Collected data
==============================
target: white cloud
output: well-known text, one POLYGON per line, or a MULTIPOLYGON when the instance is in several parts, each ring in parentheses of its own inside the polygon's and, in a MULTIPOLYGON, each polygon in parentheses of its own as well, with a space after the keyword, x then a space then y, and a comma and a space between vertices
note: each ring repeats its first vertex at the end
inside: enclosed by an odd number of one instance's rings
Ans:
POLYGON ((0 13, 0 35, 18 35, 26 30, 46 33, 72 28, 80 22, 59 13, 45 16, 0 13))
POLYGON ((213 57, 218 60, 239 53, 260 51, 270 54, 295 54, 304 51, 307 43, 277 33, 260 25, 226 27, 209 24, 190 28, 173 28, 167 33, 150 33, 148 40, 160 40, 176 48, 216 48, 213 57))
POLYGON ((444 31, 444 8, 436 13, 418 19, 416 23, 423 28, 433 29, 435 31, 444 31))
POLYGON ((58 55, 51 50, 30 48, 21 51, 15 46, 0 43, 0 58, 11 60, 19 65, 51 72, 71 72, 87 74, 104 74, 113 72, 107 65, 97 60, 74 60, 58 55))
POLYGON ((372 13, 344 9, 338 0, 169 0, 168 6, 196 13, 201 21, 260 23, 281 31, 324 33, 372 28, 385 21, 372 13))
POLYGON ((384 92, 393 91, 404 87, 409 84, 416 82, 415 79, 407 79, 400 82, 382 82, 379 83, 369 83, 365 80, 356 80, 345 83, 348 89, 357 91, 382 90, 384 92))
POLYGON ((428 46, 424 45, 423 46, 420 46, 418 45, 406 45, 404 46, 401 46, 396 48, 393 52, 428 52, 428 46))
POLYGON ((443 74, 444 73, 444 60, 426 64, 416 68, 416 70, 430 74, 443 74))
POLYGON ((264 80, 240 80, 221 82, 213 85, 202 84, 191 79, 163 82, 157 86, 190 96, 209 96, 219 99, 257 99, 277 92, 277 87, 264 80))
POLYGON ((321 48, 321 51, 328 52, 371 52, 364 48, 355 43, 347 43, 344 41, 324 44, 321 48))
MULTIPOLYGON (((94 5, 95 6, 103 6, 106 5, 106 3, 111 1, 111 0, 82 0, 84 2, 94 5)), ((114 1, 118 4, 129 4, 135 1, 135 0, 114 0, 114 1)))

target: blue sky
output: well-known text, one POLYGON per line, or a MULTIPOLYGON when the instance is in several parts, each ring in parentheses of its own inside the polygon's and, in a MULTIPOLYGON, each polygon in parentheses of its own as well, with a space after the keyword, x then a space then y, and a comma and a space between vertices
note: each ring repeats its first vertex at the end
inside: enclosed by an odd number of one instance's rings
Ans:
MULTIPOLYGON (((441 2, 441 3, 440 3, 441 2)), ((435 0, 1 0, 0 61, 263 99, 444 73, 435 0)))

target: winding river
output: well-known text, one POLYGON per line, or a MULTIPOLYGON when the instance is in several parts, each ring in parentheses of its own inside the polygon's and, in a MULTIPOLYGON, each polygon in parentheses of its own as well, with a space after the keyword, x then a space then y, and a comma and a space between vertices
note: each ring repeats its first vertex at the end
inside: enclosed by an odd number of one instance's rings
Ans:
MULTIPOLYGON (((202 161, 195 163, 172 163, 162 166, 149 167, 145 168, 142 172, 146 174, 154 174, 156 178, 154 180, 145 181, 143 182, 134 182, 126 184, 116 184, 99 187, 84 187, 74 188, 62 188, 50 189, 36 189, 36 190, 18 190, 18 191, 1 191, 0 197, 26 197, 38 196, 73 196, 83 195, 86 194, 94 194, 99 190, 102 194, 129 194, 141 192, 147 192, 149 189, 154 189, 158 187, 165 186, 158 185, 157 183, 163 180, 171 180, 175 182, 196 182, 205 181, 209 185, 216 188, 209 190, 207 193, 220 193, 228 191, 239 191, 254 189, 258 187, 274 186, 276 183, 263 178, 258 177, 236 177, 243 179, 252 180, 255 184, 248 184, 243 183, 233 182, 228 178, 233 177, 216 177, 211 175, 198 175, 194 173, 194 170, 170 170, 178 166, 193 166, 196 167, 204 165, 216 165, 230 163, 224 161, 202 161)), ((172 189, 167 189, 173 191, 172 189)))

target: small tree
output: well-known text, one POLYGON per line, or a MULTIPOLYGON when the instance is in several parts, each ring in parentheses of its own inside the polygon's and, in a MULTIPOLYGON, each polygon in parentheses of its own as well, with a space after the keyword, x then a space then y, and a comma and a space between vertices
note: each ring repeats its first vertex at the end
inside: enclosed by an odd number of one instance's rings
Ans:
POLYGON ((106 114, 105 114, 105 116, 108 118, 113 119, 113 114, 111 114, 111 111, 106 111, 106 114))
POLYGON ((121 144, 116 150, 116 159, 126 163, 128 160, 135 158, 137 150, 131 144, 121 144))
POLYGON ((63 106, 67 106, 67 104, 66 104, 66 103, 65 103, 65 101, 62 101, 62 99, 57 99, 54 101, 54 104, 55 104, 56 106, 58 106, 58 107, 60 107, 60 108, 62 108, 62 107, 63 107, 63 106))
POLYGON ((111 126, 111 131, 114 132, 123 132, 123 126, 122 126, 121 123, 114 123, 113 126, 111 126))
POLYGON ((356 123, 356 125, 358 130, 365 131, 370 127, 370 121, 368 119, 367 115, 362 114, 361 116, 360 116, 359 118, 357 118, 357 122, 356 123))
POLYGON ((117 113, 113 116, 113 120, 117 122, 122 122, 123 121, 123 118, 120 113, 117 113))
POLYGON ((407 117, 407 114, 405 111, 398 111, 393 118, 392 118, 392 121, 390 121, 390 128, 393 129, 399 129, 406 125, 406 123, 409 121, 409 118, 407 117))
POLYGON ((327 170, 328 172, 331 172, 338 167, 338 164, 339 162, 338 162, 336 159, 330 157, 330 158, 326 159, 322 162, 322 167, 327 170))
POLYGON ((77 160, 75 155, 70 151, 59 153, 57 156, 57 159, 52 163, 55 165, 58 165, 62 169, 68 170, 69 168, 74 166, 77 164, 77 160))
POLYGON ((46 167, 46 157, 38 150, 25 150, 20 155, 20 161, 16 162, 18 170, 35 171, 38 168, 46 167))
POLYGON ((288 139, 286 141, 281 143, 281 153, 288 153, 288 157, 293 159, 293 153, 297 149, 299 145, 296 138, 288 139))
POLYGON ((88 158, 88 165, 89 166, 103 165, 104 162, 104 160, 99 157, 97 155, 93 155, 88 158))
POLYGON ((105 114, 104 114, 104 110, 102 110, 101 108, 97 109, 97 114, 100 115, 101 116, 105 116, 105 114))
==============================
__GOAL OF THE EXERCISE__. Please reproduce all of the data above line for line, changing nothing.

__RESULT OF THIS EXERCISE__.
target: white cloud
output: well-known text, one POLYGON per line, or a MULTIPOLYGON when the instance is in several parts, each ring in parentheses of its own inside the polygon's and, in a MULTIPOLYGON, each polygon in parentheses of its own as well, with a space after the keyword, x then a space then y, and a comma and a space between vertices
note: each ring repeats its first vertex at the end
inside: enclosed by an odd number of one instance's rings
Ans:
POLYGON ((0 13, 0 35, 18 35, 26 30, 46 33, 72 28, 80 22, 59 13, 45 16, 0 13))
POLYGON ((213 57, 218 60, 239 53, 260 51, 270 54, 295 54, 304 51, 307 43, 277 33, 260 25, 226 27, 209 24, 190 28, 173 28, 167 33, 150 33, 148 40, 160 40, 176 48, 216 48, 213 57))
POLYGON ((444 31, 444 8, 436 13, 418 19, 416 23, 423 28, 433 29, 435 31, 444 31))
POLYGON ((58 55, 51 50, 30 48, 21 51, 15 46, 0 43, 0 58, 11 60, 19 65, 51 72, 71 72, 87 74, 104 74, 113 72, 107 65, 97 60, 74 60, 58 55))
POLYGON ((372 13, 344 9, 338 0, 169 0, 168 6, 196 13, 201 21, 260 23, 281 31, 324 33, 372 28, 385 21, 372 13))
POLYGON ((384 92, 393 91, 404 87, 409 84, 416 82, 415 79, 407 79, 400 82, 382 82, 379 83, 369 83, 365 80, 356 80, 345 83, 348 89, 357 91, 382 90, 384 92))
POLYGON ((428 46, 424 45, 423 46, 420 46, 418 45, 406 45, 404 46, 401 46, 396 48, 393 52, 428 52, 428 46))
POLYGON ((443 74, 444 73, 444 60, 426 64, 416 68, 416 70, 430 74, 443 74))
POLYGON ((264 80, 240 80, 221 82, 213 85, 202 84, 191 79, 163 82, 157 86, 190 96, 209 96, 219 99, 257 99, 277 92, 277 87, 264 80))
POLYGON ((321 48, 321 51, 328 52, 371 52, 364 48, 355 43, 347 43, 344 41, 324 44, 321 48))
MULTIPOLYGON (((94 5, 95 6, 103 6, 106 5, 106 3, 111 1, 111 0, 82 0, 84 2, 94 5)), ((114 1, 118 4, 129 4, 135 1, 135 0, 114 0, 114 1)))

target: blue sky
output: well-known text, one POLYGON per line, or a MULTIPOLYGON when the instance is in several parts, each ring in parentheses of its own inside the polygon's and, in a MULTIPOLYGON, each polygon in parentheses of its own as well, with a space after the keyword, x then a space then y, and a comma and a space between vertices
note: each ring repeats its first vertex at the end
inside: enclosed by an odd number of one instance's rings
Ans:
MULTIPOLYGON (((441 2, 441 3, 440 3, 441 2)), ((435 0, 1 0, 0 61, 263 99, 444 73, 435 0)))

target: winding river
output: well-known text, one POLYGON per line, or a MULTIPOLYGON when the instance is in several parts, each ring in parentheses of its own inside the polygon's and, in a MULTIPOLYGON, each polygon in parentheses of its own as well, with a space after the keyword, x then a space then y, and a comma and a space between vertices
note: each ring repeats its first vertex at the end
inside: enclosed by an odd number of one instance's rings
Ans:
MULTIPOLYGON (((202 161, 195 163, 172 163, 162 166, 149 167, 145 168, 142 172, 146 174, 154 174, 156 178, 154 180, 145 181, 143 182, 134 182, 126 184, 116 184, 99 187, 84 187, 74 188, 62 188, 50 189, 36 189, 36 190, 18 190, 18 191, 1 191, 0 197, 26 197, 38 196, 73 196, 83 195, 86 194, 94 194, 99 190, 102 194, 129 194, 141 192, 147 192, 149 189, 154 189, 158 187, 165 186, 158 185, 157 183, 163 180, 171 180, 175 182, 196 182, 205 181, 209 185, 216 188, 209 190, 207 193, 220 193, 228 191, 239 191, 254 189, 258 187, 274 186, 276 183, 263 178, 258 177, 236 177, 243 179, 252 180, 255 184, 248 184, 243 183, 233 182, 228 178, 233 177, 216 177, 211 175, 198 175, 194 173, 194 170, 170 170, 178 166, 193 166, 196 167, 204 165, 216 165, 230 163, 224 161, 202 161)), ((172 189, 167 189, 173 191, 172 189)))

target: small tree
output: well-known text, one POLYGON per line, or a MULTIPOLYGON when the instance is in several parts, each ring in parentheses of its own inside the polygon's and, in a MULTIPOLYGON, each polygon in parentheses of its own as well, with a space after the keyword, x then a space then y, and a comma and a space between vertices
note: each ring repeats its first vertex at the end
inside: enclosed by an odd number of one instance's rings
Ans:
POLYGON ((106 114, 105 114, 105 116, 108 118, 113 119, 113 114, 111 114, 111 111, 106 111, 106 114))
POLYGON ((121 144, 116 150, 116 159, 126 163, 128 160, 135 158, 137 150, 131 144, 121 144))
POLYGON ((63 106, 67 106, 67 104, 66 104, 66 103, 65 103, 65 101, 62 101, 62 99, 57 99, 54 101, 54 104, 55 104, 56 106, 58 106, 58 107, 60 107, 60 108, 62 108, 62 107, 63 107, 63 106))
POLYGON ((111 126, 111 131, 114 132, 123 132, 123 126, 122 126, 121 123, 114 123, 113 126, 111 126))
POLYGON ((356 123, 356 125, 358 130, 365 131, 370 127, 370 121, 368 119, 367 115, 362 114, 361 116, 360 116, 359 118, 357 118, 357 122, 356 123))
POLYGON ((117 113, 113 116, 113 120, 117 122, 122 122, 123 121, 123 118, 120 113, 117 113))
POLYGON ((407 117, 407 114, 405 111, 398 111, 393 118, 392 118, 392 121, 390 121, 390 128, 393 129, 399 129, 406 125, 406 123, 409 121, 409 118, 407 117))
POLYGON ((327 170, 328 172, 331 172, 338 167, 338 164, 339 162, 338 162, 336 159, 330 157, 330 158, 326 159, 322 162, 322 167, 327 170))
POLYGON ((77 160, 75 155, 70 151, 59 153, 57 156, 57 159, 52 163, 55 165, 58 165, 62 169, 68 170, 69 168, 74 166, 77 164, 77 160))
POLYGON ((46 167, 46 157, 38 150, 25 150, 20 155, 20 161, 16 162, 18 170, 35 171, 38 168, 46 167))
POLYGON ((288 139, 286 141, 281 143, 281 153, 288 153, 288 157, 293 159, 293 153, 297 149, 299 145, 296 138, 288 139))
POLYGON ((88 158, 88 165, 89 166, 103 165, 104 162, 104 160, 99 157, 97 155, 93 155, 88 158))
POLYGON ((105 114, 104 114, 104 110, 102 110, 101 108, 97 109, 97 114, 100 115, 101 116, 105 116, 105 114))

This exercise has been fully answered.